◆ Source document
DIRECTORS' STOCK OPTION PLAN

I.    The Plan

        There is hereby established the Directors Stock Option Plan (the "Plan") for Six Flags, Inc. (the "Company"), under which options may be granted to purchase shares of the common stock of the Company.

II.    Amount of Stock

        A maximum of two hundred fifty thousand (250,000) shares of the Company's common stock may be issued under the Plan upon exercises of options. Such shares may be authorized but unissued shares, shares held in the treasury or outstanding shares purchased from their owners on the market or otherwise. If any option granted under the Plan terminates for any reason, is forfeited or expires before the option is exercised in full or if any shares sold under the Plan are reacquired by the Company by reason of any right to reacquire such shares established at the time the shares were initially sold, the shares previously reserved for issuance upon exercise of such option or the shares so reacquired shall again be available under the Plan. A reduction of the exercise price of an option shall be treated as a cancellation of the option and the issuance of a new option and, for purposes of the preceding sentence, such cancellation shall not be treated as the termination or expiration of the option and, following such reduction of the exercise price, the shares treated as cancelled shall not again be available under the Plan.

◆ Short task A
Pick out every line of the records below that contains the string "pocket", and copy each one. Matching is case-sensitive.
The plan excerpt and the records have no connection to each other.

◆ Material shown
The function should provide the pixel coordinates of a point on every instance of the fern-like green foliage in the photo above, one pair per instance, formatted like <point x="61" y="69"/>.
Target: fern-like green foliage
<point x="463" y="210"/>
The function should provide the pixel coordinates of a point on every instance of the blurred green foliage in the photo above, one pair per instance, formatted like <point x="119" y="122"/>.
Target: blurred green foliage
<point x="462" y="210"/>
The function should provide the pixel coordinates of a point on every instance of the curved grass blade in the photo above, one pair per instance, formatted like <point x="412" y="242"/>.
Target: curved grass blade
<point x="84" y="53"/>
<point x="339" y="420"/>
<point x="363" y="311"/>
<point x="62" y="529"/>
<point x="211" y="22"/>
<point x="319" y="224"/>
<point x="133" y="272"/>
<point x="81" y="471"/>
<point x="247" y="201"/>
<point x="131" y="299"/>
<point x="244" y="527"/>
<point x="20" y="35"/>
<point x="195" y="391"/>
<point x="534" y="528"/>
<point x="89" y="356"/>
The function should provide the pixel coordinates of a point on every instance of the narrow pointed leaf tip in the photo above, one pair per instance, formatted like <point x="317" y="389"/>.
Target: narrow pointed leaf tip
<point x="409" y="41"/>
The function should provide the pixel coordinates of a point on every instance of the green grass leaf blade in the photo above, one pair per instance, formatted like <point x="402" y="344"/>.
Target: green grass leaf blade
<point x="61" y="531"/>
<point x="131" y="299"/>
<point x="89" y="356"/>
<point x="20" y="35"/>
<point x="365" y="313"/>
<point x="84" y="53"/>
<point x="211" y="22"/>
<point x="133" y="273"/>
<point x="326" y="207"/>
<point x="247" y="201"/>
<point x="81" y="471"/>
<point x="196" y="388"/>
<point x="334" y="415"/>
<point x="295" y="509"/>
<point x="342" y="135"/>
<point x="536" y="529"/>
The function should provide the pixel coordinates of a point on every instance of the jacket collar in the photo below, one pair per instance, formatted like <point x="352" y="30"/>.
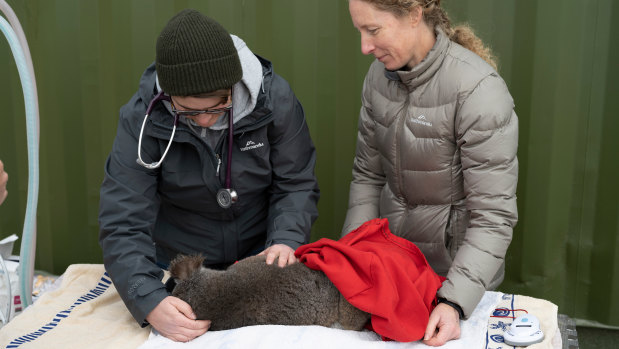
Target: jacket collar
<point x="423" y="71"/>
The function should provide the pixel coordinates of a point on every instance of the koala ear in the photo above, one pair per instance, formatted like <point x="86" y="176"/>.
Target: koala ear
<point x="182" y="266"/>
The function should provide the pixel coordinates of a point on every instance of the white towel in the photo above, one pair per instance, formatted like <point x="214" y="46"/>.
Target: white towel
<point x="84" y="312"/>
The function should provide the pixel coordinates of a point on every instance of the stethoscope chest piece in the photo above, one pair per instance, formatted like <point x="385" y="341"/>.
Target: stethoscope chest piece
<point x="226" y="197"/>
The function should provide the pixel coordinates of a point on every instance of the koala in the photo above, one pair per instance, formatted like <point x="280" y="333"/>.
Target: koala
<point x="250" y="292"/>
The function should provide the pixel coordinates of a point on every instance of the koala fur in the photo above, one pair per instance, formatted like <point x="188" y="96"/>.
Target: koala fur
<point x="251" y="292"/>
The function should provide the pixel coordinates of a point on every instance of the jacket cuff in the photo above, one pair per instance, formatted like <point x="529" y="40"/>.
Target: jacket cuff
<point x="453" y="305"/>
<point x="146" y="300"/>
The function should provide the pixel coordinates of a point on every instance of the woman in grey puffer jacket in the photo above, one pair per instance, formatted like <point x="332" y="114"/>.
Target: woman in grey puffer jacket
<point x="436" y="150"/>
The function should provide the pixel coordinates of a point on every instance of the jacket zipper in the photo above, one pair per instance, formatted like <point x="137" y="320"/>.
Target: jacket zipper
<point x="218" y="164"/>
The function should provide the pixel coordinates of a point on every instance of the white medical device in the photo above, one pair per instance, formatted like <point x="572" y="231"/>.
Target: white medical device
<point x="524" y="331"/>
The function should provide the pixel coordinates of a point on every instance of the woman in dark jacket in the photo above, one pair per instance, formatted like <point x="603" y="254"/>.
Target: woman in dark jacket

...

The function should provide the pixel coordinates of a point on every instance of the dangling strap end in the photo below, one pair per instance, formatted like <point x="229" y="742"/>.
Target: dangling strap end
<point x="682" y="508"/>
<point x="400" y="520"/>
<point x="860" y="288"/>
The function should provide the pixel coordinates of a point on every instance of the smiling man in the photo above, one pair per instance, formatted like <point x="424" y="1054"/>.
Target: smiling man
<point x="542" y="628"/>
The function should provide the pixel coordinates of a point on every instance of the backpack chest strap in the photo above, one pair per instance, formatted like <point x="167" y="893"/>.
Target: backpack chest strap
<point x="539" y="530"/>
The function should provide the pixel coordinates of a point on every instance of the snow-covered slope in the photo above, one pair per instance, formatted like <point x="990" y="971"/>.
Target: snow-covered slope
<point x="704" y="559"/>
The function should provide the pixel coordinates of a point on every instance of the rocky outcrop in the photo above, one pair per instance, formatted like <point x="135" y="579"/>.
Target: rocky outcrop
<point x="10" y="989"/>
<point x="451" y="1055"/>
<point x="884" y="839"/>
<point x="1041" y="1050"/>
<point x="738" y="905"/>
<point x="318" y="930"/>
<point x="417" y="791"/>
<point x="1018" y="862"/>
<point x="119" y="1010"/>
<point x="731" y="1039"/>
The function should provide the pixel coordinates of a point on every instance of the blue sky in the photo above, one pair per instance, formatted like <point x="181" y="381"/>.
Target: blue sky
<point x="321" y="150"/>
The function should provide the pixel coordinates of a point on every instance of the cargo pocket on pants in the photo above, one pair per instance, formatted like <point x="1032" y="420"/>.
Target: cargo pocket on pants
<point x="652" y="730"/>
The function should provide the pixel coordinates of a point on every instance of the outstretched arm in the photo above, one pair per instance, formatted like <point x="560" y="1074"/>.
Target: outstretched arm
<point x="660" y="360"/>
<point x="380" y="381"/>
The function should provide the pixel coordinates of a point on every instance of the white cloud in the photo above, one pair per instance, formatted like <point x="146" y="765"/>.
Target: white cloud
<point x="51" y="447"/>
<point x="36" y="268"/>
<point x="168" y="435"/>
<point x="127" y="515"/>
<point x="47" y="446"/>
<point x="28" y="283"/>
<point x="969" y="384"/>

==

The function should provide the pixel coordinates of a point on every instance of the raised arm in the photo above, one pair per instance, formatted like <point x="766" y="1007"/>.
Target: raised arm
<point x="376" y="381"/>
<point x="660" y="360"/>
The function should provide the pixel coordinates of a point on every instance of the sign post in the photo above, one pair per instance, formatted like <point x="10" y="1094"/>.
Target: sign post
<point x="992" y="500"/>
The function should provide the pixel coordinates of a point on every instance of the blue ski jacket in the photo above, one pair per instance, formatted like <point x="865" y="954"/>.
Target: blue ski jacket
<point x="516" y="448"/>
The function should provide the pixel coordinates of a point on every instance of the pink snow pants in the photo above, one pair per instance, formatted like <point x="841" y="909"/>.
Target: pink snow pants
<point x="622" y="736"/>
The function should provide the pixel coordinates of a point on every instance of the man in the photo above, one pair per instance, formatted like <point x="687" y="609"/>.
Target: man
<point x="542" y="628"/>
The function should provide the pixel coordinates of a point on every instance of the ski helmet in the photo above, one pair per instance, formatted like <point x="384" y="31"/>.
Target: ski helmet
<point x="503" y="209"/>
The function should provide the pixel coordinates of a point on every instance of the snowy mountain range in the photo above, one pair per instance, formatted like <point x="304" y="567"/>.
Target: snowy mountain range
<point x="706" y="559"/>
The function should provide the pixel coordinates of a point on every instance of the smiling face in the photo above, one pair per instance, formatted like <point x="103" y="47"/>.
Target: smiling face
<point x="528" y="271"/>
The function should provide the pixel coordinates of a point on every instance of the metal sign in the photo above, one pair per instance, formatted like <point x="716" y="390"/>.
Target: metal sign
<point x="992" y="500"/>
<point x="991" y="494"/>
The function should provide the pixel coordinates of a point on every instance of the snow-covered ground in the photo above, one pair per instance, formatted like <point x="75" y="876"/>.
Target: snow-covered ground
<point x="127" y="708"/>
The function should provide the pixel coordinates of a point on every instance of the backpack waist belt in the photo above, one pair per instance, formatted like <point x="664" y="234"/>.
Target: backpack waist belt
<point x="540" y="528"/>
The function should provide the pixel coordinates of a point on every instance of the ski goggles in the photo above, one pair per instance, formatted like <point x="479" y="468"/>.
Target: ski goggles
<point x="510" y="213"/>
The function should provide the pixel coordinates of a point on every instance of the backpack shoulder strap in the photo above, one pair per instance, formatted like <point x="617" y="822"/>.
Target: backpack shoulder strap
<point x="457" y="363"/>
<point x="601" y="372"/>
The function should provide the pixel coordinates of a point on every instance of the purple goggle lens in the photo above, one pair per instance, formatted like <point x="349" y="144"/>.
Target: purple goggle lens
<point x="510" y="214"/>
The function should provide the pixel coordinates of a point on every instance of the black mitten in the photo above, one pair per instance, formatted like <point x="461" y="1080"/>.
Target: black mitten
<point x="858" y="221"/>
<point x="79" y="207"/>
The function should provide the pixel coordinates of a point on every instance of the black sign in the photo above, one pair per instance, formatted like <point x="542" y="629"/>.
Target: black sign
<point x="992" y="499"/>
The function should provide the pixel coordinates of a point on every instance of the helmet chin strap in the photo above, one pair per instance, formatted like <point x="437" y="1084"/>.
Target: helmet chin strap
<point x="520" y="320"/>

◆ Short task B
Summarize the plan excerpt above in two sentences.

◆ Exercise output A
The function should provide the pixel coordinates of a point on every instance of the cargo pocket on pants in the photo above, one pair per instance, formatted like <point x="1032" y="420"/>.
Target: cargo pocket on pants

◆ Exercise output B
The plan excerpt establishes a Directors Stock Option Plan for Six Flags, Inc., under which options to buy the Company's common stock may be granted, with at most 250,000 shares issued, drawn from unissued, treasury, or purchased shares. Shares covered by an option that terminates, is forfeited, or expires before full exercise, or shares the Company reacquires under a right set at their original sale, become available again, but reducing an option's exercise price counts as a cancellation and new grant, and the cancelled shares do not return to the Plan.